Work item
From the first line to the last, please write out the data exactly.

[Segmentation mask data]
----------

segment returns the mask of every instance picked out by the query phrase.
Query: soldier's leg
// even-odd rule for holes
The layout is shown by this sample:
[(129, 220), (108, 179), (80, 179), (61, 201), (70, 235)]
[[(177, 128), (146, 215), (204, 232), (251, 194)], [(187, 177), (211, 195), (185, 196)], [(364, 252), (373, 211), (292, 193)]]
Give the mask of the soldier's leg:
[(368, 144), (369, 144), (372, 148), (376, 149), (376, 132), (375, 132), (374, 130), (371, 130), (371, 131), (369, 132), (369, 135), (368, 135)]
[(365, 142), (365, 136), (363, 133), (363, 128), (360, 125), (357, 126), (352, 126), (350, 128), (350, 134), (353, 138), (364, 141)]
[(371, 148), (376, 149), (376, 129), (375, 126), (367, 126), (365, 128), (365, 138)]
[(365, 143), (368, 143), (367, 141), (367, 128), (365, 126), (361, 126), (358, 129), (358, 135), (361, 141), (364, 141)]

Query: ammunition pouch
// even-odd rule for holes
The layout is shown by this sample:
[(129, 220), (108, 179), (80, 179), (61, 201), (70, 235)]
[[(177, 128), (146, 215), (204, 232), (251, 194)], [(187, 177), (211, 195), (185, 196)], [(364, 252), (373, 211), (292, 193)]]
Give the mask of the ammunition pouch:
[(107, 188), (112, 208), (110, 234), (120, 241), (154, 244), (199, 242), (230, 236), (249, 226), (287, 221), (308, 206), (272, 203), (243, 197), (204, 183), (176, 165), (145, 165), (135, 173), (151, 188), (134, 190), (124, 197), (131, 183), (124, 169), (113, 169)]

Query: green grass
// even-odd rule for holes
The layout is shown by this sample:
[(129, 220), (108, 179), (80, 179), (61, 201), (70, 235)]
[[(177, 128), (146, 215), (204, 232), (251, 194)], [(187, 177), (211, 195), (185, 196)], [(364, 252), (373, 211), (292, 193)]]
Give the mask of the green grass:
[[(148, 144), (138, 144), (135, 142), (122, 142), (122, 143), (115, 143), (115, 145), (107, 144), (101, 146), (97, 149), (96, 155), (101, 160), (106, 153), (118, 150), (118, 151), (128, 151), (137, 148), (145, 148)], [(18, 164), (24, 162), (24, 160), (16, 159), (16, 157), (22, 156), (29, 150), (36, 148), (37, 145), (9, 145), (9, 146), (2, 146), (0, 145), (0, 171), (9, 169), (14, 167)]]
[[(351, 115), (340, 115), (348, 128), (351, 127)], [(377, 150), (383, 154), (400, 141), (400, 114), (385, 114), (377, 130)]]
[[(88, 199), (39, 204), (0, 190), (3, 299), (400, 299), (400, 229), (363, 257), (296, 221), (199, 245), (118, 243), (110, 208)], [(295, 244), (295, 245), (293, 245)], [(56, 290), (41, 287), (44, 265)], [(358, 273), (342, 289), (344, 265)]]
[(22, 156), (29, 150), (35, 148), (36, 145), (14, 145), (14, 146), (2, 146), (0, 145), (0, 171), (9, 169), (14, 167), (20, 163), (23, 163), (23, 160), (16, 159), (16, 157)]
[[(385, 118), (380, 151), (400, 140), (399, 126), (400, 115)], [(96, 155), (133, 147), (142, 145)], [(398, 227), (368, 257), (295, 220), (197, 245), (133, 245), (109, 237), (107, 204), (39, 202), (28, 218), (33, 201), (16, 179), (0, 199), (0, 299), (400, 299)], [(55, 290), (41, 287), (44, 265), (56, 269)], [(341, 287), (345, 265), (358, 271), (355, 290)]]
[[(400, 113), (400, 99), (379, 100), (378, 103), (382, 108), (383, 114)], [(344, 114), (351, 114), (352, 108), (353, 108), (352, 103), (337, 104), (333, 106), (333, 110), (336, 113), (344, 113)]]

----------

Result of this exercise
segment returns the mask of every instance picked out by the query phrase.
Query: soldier's leg
// even-odd rule for holes
The layout is shown by this sample:
[(129, 220), (108, 179), (80, 179), (61, 201), (70, 235)]
[[(177, 128), (146, 215), (204, 232), (251, 194)], [(187, 177), (211, 195), (185, 196)], [(364, 252), (373, 211), (292, 193)]]
Give the mask of the soldier's leg:
[(368, 144), (369, 144), (372, 148), (376, 149), (376, 132), (375, 132), (374, 130), (371, 130), (371, 131), (369, 132), (369, 135), (368, 135)]
[(365, 142), (365, 136), (363, 133), (363, 128), (360, 125), (357, 126), (352, 126), (350, 128), (350, 134), (353, 138), (364, 141)]
[(371, 148), (376, 149), (376, 129), (375, 126), (367, 126), (365, 128), (365, 138)]
[(365, 143), (368, 143), (367, 141), (367, 128), (365, 126), (361, 126), (358, 129), (358, 135), (361, 141), (364, 141)]

Query: ammunition pouch
// even-odd rule for holes
The layout is shown by this sample:
[(129, 220), (108, 179), (80, 179), (61, 201), (70, 235)]
[[(177, 128), (146, 215), (204, 232), (251, 194)], [(187, 177), (211, 195), (185, 196)], [(364, 252), (373, 211), (292, 193)]]
Give the mask of the ammunition pouch:
[(107, 188), (112, 208), (110, 234), (120, 241), (154, 244), (199, 242), (230, 236), (249, 226), (287, 221), (308, 206), (272, 203), (243, 197), (204, 183), (176, 165), (145, 165), (135, 173), (151, 188), (134, 190), (124, 197), (131, 183), (124, 169), (113, 169)]

Query: green grass
// even-odd rule for holes
The layout is shown by this sample:
[(129, 220), (108, 179), (80, 179), (61, 201), (70, 235)]
[[(177, 128), (146, 215), (204, 232), (251, 194)], [(187, 177), (211, 195), (185, 196)], [(364, 252), (373, 211), (292, 193)]]
Give the mask of the green grass:
[[(148, 144), (138, 144), (135, 142), (122, 142), (122, 143), (115, 143), (115, 145), (107, 144), (101, 146), (97, 149), (96, 155), (101, 160), (106, 153), (118, 150), (118, 151), (128, 151), (137, 148), (145, 148)], [(18, 164), (24, 162), (24, 160), (16, 159), (16, 157), (22, 156), (29, 150), (36, 148), (37, 145), (9, 145), (9, 146), (2, 146), (0, 145), (0, 171), (9, 169), (14, 167)]]
[[(351, 115), (340, 115), (348, 128), (351, 127)], [(377, 150), (383, 154), (400, 141), (400, 114), (385, 114), (377, 130)]]
[[(88, 199), (39, 204), (0, 190), (3, 299), (400, 299), (400, 229), (363, 257), (296, 221), (199, 245), (118, 243), (110, 208)], [(295, 244), (295, 245), (293, 245)], [(56, 290), (41, 287), (44, 265)], [(358, 273), (342, 289), (344, 265)]]
[(22, 156), (29, 150), (35, 148), (36, 145), (14, 145), (14, 146), (2, 146), (0, 145), (0, 171), (9, 169), (14, 167), (20, 163), (23, 163), (23, 160), (16, 159), (16, 157)]
[[(385, 118), (380, 151), (400, 140), (399, 126), (400, 115)], [(96, 155), (133, 147), (142, 145)], [(398, 227), (368, 257), (295, 220), (197, 245), (133, 245), (109, 237), (107, 204), (39, 202), (28, 218), (33, 201), (16, 179), (0, 199), (0, 299), (400, 299)], [(55, 290), (41, 287), (44, 265), (56, 269)], [(341, 287), (345, 265), (358, 271), (355, 290)]]
[[(400, 113), (400, 99), (379, 100), (378, 103), (382, 108), (383, 114)], [(344, 114), (351, 114), (352, 108), (353, 108), (352, 103), (337, 104), (333, 106), (333, 110), (336, 113), (344, 113)]]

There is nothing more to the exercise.